#### Tarefa 1:
Atualize o trecho que vai do início das linhas do conjunto de dados até a linha que contém "[381,5,415,28]", com as duas pontas incluídas. Troque "wet green leaf" por "moist green leaf" e deixe todo o resto inalterado.

#### Texto extraído:
=====

Porém, muitos séculos antes de Kant exercer sua postura crítica, a filosofia, que, em seu
nascedouro se alicerçou sob a égide de analisar, refletir e criticar a capacidade e a finalidade do
homem de conhecer e de agir sobre o objeto a ser conhecido, já se deparava com questões que
colocavam os homens em constantes indagações e embates. Esses embates podem ser
identificados a partir das diferentes correntes filosóficas que se seguiram em meio à divisão
entre a filosofia antiga, também conhecida como filosofia grega, e a filosofia ocidental. Já na
filosofia antiga, é perceptível a postura crítica de seus mais destacados pensadores nos seus
quatro períodos, a saber, o cosmológico ou pré-socrático, o antropológico, também conhecido
como socrático, o sistemático e o greco-romano, também conhecido como helenístico.

=====

#### Amostras de dados:

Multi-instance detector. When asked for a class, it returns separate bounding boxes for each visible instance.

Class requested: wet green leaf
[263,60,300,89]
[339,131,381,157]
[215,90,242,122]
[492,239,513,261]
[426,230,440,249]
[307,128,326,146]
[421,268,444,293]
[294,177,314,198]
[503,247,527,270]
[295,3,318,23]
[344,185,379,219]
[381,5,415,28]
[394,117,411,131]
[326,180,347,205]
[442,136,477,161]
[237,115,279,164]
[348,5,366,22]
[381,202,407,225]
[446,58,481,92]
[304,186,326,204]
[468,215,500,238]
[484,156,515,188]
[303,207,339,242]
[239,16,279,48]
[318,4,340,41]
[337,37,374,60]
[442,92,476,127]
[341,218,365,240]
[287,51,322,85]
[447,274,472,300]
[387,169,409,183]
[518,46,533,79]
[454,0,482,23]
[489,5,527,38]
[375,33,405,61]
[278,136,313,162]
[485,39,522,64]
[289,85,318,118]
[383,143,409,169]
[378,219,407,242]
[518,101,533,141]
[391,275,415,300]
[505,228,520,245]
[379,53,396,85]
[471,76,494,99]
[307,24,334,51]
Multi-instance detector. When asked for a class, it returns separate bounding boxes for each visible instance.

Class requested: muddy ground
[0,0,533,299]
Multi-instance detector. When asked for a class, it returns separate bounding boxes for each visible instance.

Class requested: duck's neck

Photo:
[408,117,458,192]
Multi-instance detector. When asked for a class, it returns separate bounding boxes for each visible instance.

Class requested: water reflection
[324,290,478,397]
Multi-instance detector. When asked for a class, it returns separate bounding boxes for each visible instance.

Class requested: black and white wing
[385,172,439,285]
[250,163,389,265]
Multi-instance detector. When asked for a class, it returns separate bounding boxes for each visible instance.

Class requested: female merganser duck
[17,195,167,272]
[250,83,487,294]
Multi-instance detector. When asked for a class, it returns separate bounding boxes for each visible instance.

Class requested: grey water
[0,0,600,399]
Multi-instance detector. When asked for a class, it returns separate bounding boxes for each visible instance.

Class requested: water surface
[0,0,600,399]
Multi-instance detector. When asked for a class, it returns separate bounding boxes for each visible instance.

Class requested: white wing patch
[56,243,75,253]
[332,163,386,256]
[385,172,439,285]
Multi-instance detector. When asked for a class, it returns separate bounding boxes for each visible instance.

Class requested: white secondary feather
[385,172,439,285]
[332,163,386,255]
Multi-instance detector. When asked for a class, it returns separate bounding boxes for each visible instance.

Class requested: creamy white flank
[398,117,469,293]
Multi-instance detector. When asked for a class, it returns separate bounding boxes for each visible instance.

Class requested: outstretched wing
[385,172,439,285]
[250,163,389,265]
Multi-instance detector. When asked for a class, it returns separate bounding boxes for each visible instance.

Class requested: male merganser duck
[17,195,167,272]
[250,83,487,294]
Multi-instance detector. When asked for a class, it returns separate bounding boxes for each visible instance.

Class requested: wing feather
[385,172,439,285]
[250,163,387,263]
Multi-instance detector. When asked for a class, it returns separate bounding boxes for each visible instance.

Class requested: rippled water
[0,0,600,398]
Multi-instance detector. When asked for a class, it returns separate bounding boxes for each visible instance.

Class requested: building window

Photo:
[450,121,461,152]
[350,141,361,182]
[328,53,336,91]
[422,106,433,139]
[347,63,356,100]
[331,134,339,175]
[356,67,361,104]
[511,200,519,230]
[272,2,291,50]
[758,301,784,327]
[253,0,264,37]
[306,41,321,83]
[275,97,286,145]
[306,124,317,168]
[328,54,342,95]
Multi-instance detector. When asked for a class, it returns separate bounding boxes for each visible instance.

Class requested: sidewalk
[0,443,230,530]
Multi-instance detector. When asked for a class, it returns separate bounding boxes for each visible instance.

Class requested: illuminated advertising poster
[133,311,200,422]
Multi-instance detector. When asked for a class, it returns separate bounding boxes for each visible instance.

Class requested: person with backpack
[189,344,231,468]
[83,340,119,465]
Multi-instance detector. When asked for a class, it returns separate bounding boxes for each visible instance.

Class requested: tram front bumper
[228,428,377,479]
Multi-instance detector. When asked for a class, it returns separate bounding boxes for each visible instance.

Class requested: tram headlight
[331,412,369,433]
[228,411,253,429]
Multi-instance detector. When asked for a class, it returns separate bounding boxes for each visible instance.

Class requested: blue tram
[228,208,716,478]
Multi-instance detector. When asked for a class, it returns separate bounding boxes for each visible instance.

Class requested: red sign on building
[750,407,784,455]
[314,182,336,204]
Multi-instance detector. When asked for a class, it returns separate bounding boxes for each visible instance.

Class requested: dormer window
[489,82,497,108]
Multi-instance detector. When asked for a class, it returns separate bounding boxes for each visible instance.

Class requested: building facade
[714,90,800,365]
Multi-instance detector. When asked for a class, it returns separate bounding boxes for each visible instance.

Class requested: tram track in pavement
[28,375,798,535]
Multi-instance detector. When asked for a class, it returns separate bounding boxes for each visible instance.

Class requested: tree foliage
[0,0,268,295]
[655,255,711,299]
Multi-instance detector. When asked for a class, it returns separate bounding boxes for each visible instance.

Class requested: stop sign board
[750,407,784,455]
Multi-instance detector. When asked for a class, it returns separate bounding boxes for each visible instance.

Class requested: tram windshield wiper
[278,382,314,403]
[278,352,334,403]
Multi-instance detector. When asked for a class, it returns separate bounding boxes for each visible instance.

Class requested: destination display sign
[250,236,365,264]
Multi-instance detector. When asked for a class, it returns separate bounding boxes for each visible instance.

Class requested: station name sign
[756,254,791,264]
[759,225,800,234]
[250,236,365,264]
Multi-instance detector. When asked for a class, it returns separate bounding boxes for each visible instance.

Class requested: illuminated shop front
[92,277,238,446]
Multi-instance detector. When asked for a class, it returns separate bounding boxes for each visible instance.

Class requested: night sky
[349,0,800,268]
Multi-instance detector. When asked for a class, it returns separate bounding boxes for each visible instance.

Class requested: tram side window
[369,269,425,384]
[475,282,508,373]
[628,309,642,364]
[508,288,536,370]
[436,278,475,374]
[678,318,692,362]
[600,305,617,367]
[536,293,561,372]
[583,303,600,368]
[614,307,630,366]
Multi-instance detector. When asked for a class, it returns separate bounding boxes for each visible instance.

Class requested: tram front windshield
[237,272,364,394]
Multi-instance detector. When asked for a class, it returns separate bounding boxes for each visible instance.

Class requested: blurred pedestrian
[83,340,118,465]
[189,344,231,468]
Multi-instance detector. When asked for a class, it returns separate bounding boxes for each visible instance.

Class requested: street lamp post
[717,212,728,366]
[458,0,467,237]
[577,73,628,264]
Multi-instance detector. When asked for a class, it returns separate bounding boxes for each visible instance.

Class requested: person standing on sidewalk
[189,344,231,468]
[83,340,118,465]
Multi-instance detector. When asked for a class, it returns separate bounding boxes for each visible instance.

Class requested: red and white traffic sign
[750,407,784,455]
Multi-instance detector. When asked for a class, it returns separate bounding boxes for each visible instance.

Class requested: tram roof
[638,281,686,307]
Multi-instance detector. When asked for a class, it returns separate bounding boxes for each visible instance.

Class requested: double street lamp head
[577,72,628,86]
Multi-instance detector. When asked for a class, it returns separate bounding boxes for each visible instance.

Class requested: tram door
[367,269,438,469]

=====

#### Tarefa 2:
Segundo o texto extraído, quais são os quatro períodos da filosofia antiga?

#### Resultado do exercício 1:
Multi-instance detector. When asked for a class, it returns separate bounding boxes for each visible instance.

Class requested: moist green leaf
[263,60,300,89]
[339,131,381,157]
[215,90,242,122]
[492,239,513,261]
[426,230,440,249]
[307,128,326,146]
[421,268,444,293]
[294,177,314,198]
[503,247,527,270]
[295,3,318,23]
[344,185,379,219]
[381,5,415,28]

#### Resultado do exercício 2:
O cosmológico ou pré-socrático, o antropológico (também conhecido como socrático), o sistemático e o greco-romano (também conhecido como helenístico).